Dataset excerpts:
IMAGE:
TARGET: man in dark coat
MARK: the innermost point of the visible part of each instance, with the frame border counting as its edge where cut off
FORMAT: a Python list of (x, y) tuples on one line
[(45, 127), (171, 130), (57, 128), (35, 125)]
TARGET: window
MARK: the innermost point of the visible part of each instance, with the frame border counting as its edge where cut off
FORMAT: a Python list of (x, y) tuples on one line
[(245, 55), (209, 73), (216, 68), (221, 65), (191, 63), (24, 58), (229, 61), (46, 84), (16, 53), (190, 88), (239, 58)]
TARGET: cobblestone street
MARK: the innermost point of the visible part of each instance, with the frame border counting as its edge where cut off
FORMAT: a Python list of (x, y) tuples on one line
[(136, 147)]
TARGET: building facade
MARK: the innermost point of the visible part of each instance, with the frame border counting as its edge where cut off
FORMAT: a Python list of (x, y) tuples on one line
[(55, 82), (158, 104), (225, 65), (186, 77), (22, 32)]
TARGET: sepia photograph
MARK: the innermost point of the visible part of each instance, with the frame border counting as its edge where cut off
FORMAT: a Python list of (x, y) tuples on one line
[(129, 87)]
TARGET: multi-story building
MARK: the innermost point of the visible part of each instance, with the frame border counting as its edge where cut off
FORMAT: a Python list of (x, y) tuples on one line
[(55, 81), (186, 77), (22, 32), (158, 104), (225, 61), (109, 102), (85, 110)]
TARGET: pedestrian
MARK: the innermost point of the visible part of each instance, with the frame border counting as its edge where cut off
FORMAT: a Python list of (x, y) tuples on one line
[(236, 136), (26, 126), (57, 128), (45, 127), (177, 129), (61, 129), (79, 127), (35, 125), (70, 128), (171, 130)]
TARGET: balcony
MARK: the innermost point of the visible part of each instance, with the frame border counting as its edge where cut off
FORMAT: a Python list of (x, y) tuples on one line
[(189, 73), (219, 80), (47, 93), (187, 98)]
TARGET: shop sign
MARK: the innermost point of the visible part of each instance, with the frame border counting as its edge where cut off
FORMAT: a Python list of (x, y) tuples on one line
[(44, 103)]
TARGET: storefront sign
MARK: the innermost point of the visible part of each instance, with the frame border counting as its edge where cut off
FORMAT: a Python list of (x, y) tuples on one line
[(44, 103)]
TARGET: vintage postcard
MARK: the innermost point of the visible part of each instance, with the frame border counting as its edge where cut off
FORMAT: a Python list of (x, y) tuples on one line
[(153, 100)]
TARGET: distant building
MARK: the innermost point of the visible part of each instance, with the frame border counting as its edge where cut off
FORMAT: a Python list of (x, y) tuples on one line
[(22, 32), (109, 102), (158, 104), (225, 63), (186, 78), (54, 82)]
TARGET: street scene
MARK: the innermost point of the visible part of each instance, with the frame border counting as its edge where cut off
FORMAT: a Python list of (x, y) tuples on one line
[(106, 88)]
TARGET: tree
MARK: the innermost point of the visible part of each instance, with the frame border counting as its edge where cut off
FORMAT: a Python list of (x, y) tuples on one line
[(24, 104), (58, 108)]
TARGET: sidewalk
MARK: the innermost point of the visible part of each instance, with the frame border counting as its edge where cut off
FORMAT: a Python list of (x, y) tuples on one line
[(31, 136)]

Task requirements :: What you should produce is an exact retyping of every line above.

Completed exercise ::
IMAGE:
TARGET: man in dark coat
MARK: the innermost point of the visible part of each instance, with the frame border counting as its edge where cut off
FORMAT: a Python list of (x, y) tuples on one line
[(45, 127), (171, 130), (57, 128), (35, 125)]
TARGET: window
MARK: the innermost point of the visible part of each instance, with the frame border counting as its edge where cut off
FORMAT: a Python list of (x, y) tuples on one line
[(245, 55), (209, 73), (216, 68), (221, 65), (191, 63), (24, 58), (229, 61), (46, 84), (16, 53), (190, 88), (239, 58)]
TARGET: cobblestone street
MARK: the innermost point of the visible part of each instance, with the frame border counting as its edge where cut off
FORMAT: a Python list of (x, y) tuples on one line
[(136, 147)]
TARGET: building facade
MARK: the innermost point of the visible part of each instance, with the frame border counting as its edge where cut off
FORMAT: a Python list of (x, y) tuples on one line
[(55, 82), (158, 104), (225, 65), (186, 77), (22, 32)]
TARGET: sepia photograph
MARK: the innermost point of the visible part of each instance, with the frame border counting as its edge where cut off
FORMAT: a Python list of (x, y) tuples on one line
[(129, 87)]
TARGET: multi-story building
MARK: the innermost point of the visible part of each instance, with the frame border counting as its edge where cut off
FORMAT: a Python list of (x, y) tuples on one line
[(55, 81), (186, 77), (22, 32), (158, 104), (225, 61), (109, 102), (85, 110)]
TARGET: pedestrian
MARK: the innermost point of the visible part of each instance, with the frame border counting as its edge where cut off
FORMAT: a Python list of (x, y) tuples on one line
[(236, 136), (26, 126), (57, 128), (45, 127), (177, 129), (61, 129), (79, 127), (35, 125), (70, 128), (171, 130)]
TARGET: balcony
MARK: the innermost point of the visible part of each instance, with the frame border counting as its edge where cut off
FORMAT: a Python list of (x, y) tuples on one line
[(189, 73), (219, 80), (47, 93), (187, 98)]
TARGET: shop sign
MARK: the innermost point of the visible part of each instance, with the frame border counting as its edge where cut off
FORMAT: a Python list of (x, y) tuples on one line
[(44, 103)]
TARGET: storefront sign
MARK: the innermost point of the visible part of each instance, with the frame border counting as its edge where cut off
FORMAT: a Python list of (x, y) tuples on one line
[(44, 103)]
TARGET: vintage postcard
MARK: the innermost point of the visible part of each instance, with the frame border counting as its edge where cut off
FORMAT: a Python list of (x, y) tuples on one line
[(153, 100)]
TARGET: distant building
MARK: the innermost point of the visible part of each instance, with the frame border counting as its edge where cut off
FORMAT: a Python list of (x, y) tuples on one line
[(22, 32), (109, 102), (158, 104), (225, 63), (186, 78), (54, 82)]
TARGET: street scene
MARK: the innermost point of the visible part of each instance, with the frame border counting as its edge where cut off
FORMAT: a Python list of (x, y) tuples on one line
[(106, 88)]
TARGET: tree
MARK: the innermost point of the visible part of each instance, with the frame border counting as its edge where cut off
FORMAT: a Python list of (x, y) tuples on one line
[(24, 104), (58, 108)]
TARGET: sidewalk
MARK: the innermost point of the visible part of each instance, with the frame border counting as its edge where cut off
FORMAT: a Python list of (x, y) tuples on one line
[(31, 136)]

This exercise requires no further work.